--- DATA FOR ANALYSIS ---
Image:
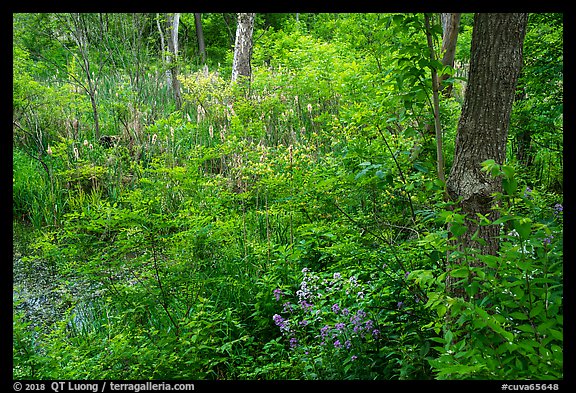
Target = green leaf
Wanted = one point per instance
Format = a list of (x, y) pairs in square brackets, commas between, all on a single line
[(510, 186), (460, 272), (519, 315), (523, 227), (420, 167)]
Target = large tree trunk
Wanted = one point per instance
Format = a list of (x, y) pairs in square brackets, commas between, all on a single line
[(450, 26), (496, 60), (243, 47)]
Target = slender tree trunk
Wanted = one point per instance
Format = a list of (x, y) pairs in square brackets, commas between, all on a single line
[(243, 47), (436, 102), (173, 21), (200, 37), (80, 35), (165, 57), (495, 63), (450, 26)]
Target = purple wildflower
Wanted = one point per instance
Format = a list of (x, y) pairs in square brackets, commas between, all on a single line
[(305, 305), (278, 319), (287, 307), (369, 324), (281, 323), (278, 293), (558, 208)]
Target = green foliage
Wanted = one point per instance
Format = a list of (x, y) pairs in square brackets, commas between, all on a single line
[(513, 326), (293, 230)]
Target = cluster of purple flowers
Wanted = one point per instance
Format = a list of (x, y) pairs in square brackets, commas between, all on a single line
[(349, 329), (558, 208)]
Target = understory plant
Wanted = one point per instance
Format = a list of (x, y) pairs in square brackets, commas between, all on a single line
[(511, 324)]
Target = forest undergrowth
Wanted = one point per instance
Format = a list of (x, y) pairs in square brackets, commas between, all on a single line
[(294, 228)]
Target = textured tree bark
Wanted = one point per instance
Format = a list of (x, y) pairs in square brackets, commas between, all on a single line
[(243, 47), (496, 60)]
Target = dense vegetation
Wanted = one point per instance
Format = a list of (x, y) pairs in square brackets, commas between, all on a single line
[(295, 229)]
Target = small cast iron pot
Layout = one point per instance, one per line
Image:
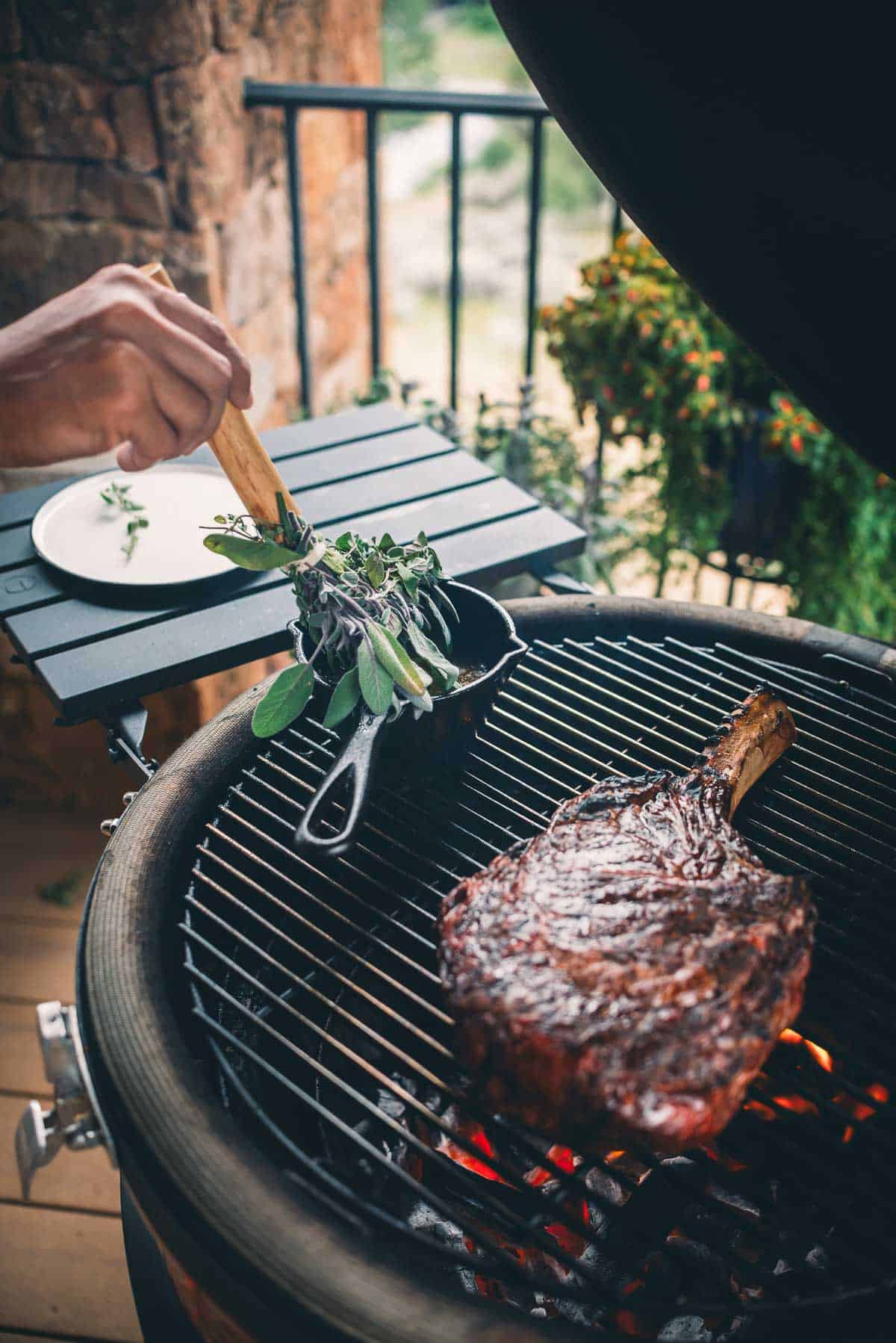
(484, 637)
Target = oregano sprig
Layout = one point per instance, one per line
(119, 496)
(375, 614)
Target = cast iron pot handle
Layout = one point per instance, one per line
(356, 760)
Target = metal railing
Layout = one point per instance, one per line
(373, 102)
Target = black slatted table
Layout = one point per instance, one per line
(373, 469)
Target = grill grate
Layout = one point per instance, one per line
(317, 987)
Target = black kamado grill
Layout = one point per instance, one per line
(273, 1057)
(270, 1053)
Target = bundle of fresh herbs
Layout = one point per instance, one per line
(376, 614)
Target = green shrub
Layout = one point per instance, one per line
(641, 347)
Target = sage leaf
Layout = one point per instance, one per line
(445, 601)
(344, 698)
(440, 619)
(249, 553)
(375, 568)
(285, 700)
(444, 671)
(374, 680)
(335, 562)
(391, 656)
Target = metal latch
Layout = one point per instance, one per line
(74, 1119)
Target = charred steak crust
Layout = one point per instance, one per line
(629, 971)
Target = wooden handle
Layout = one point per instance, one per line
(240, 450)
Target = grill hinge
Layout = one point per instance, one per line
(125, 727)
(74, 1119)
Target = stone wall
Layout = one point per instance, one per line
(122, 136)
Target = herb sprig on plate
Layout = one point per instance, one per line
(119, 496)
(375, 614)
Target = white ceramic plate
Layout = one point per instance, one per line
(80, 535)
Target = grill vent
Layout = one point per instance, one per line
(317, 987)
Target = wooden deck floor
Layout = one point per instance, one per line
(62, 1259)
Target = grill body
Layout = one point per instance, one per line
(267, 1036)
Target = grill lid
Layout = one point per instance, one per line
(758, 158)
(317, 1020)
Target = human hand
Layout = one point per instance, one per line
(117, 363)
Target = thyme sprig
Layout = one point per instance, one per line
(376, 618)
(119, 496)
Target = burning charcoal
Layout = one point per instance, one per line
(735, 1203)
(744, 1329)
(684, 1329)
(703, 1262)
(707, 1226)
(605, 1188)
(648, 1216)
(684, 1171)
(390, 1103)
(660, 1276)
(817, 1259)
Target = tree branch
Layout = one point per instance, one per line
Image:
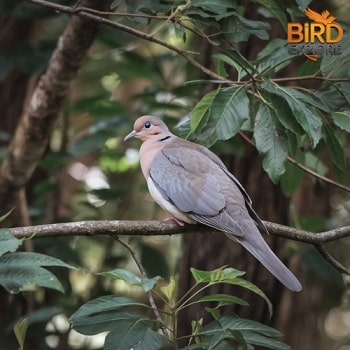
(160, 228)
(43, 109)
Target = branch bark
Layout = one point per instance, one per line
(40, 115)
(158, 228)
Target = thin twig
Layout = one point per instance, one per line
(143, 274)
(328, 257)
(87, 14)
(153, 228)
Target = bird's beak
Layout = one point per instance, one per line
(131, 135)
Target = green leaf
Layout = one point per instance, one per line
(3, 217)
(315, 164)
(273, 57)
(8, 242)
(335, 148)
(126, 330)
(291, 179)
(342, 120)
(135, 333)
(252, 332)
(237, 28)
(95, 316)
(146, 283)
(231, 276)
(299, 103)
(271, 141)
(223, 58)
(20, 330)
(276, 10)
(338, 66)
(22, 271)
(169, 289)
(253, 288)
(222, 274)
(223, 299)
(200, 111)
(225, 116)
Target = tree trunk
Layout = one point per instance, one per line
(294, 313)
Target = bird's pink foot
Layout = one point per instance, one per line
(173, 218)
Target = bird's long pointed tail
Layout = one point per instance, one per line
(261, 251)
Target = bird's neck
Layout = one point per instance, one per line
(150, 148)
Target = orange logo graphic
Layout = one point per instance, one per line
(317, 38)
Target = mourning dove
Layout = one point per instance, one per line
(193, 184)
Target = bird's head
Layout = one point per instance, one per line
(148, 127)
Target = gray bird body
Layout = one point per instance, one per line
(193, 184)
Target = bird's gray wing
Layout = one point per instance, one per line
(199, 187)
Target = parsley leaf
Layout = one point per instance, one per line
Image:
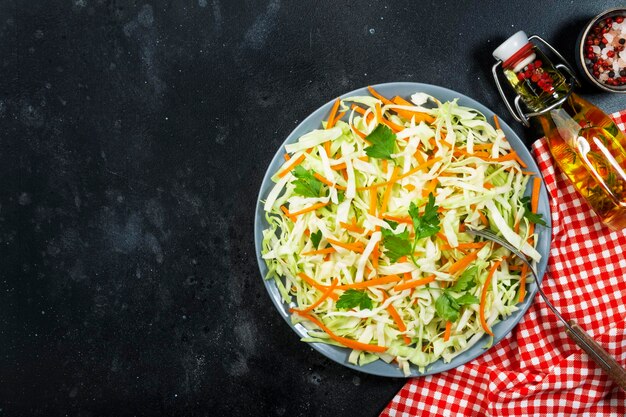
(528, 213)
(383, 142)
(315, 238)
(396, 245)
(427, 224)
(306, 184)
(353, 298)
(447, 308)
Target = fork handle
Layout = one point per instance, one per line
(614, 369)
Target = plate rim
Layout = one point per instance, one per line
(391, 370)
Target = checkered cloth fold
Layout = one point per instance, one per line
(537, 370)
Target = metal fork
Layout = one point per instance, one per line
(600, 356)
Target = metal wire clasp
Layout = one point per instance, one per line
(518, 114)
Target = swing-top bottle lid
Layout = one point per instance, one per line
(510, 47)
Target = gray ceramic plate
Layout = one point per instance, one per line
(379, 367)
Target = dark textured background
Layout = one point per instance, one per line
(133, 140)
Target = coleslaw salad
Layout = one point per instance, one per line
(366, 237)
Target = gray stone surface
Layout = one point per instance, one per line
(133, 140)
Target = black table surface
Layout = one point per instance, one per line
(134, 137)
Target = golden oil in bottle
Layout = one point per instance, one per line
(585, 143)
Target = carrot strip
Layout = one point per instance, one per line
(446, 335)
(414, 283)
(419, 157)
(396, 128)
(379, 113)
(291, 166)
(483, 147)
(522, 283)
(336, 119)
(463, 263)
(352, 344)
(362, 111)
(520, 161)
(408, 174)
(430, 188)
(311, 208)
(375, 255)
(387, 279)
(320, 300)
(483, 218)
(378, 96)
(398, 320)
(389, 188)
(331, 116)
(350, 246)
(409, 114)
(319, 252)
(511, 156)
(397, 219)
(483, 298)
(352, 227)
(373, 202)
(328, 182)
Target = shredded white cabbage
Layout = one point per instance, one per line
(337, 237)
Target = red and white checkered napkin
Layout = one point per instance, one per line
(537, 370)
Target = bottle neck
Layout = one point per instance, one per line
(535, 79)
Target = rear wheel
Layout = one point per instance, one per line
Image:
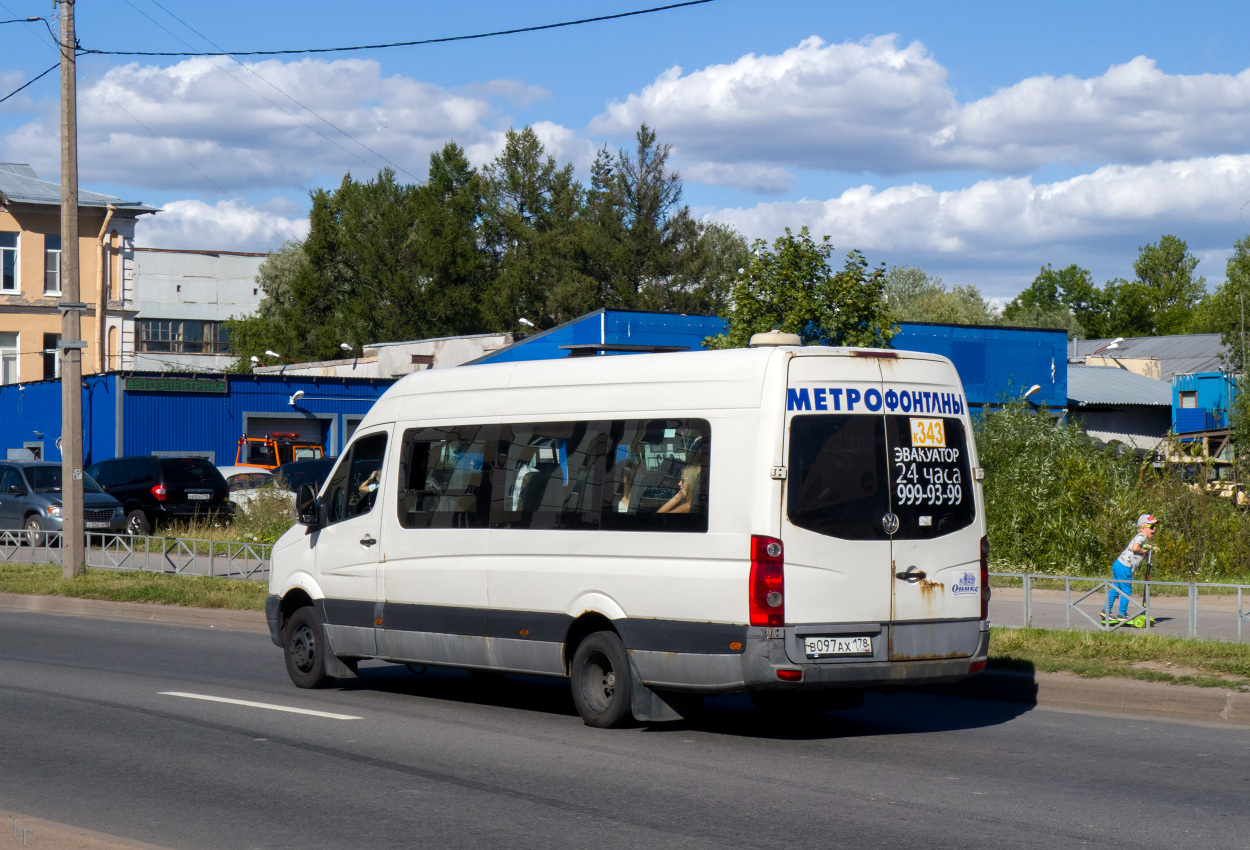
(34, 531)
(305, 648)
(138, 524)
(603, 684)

--- ACTIVITY ---
Where the word "cast" occurs in a line of the entries above, count that line, and reply with the total only.

--- WRITTEN ANSWER ---
2